◆ Qué hacer:
1. Resume en forma de lista el párrafo del texto sobre la cultura de la muerte que empieza con "La expresión “cultura de la muerte”", sin dejar fuera sus datos principales.
2. Según el texto sobre la cultura de la muerte, ¿qué hace que esta conducta sea algo nuevo y lo peor? Responde en una a tres oraciones.
3. Transcribe el pasaje del texto sobre la cultura de la muerte empezando por "El progreso científico" y siguiendo hasta "de lo peor.".

◆ Fragmento del documento:
*****

Queridos hermanos y hermanas.

El progreso científico y tecnológico de los últimos tiempos es, por una parte, una bendición de Dios, por todo el bien que hace; pero también, lamentablemente, en manos de personas malas ha sido utilizado para hacer mucho daño, en gran escala, como nunca se hizo en la historia. Se trata de una “cultura” de la muerte sin precedentes. Aquí se comprueba, una vez más, que el ser humano es capaz de lo mejor y de lo peor.

La expresión “cultura de la muerte” fue acuñado por san Juan Pablo II en su Carta Encíclica Evangelium vitae, sobre el valor y el carácter inviolable de la vida humana, fechada el 25 de marzo de 1995. El Papa se refiere a una mentalidad, a un modo de ver al ser humano y al mundo, que fomenta la destrucción de la vida humana más débil e inocente por parte de los más fuertes y poderosos, de los que tienen voz y voto: es “una guerra de los poderosos contra los débiles”.

Lo novedoso y lo peor de esta conducta es el hecho de que gran parte de la sociedad la justifica en nombre de una falsa libertad individual, y que incluso ha logrado, en muchos países, que los gobiernos la legalicen y que un gran sector de los médicos la practiquen. Es el imperio de una conducta hipócrita.

El aborto, la eutanasia y la manipulación de embriones son los ejemplos más dolorosos de esta situación, de esta “estructura de pecado”

*****

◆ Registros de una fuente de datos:
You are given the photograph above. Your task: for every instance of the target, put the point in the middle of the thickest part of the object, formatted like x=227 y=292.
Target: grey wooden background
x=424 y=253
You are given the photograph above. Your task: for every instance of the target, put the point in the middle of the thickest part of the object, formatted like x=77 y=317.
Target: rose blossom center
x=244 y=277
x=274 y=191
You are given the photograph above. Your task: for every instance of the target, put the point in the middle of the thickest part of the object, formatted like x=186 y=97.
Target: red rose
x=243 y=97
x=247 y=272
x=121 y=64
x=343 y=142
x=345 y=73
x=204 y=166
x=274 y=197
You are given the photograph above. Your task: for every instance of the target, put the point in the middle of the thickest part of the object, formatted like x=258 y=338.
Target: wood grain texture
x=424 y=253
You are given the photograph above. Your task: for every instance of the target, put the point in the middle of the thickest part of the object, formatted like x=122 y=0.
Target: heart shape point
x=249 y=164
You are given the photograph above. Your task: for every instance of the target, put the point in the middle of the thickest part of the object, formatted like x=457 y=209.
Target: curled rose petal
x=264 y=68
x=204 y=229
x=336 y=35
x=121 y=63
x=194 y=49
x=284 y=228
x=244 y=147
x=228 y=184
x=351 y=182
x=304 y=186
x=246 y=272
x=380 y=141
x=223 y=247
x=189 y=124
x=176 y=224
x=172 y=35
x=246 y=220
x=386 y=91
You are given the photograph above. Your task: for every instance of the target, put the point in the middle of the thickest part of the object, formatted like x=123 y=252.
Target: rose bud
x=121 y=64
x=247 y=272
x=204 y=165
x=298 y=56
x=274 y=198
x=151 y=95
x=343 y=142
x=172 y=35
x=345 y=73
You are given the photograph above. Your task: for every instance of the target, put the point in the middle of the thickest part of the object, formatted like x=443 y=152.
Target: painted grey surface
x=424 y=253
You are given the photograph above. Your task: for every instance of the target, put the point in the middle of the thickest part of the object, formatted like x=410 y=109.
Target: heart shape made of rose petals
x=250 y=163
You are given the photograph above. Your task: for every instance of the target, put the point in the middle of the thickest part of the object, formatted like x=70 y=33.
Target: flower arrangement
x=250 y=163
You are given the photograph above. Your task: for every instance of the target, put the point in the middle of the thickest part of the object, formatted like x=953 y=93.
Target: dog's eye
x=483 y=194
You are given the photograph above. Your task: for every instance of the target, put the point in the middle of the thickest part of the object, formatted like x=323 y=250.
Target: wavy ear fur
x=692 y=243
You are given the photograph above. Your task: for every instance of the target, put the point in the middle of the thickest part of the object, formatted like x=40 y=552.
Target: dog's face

*****

◆ Resultados por tarea:
1.
- San Juan Pablo II creó la expresión “cultura de la muerte” en su Carta Encíclica Evangelium vitae, del 25 de marzo de 1995, sobre el valor y el carácter inviolable de la vida humana.
- Con ella se refiere a una mentalidad, un modo de ver al ser humano y al mundo, que fomenta que los más fuertes y poderosos destruyan la vida humana más débil e inocente.
- Según el Papa, es “una guerra de los poderosos contra los débiles”.

2. Gran parte de la sociedad la justifica en nombre de una falsa libertad individual. Además, en muchos países ha logrado que los gobiernos la legalicen y que un gran sector de los médicos la practique.

3.
El progreso científico y tecnológico de los últimos tiempos es, por una parte, una bendición de Dios, por todo el bien que hace; pero también, lamentablemente, en manos de personas malas ha sido utilizado para hacer mucho daño, en gran escala, como nunca se hizo en la historia. Se trata de una “cultura” de la muerte sin precedentes. Aquí se comprueba, una vez más, que el ser humano es capaz de lo mejor y de lo peor.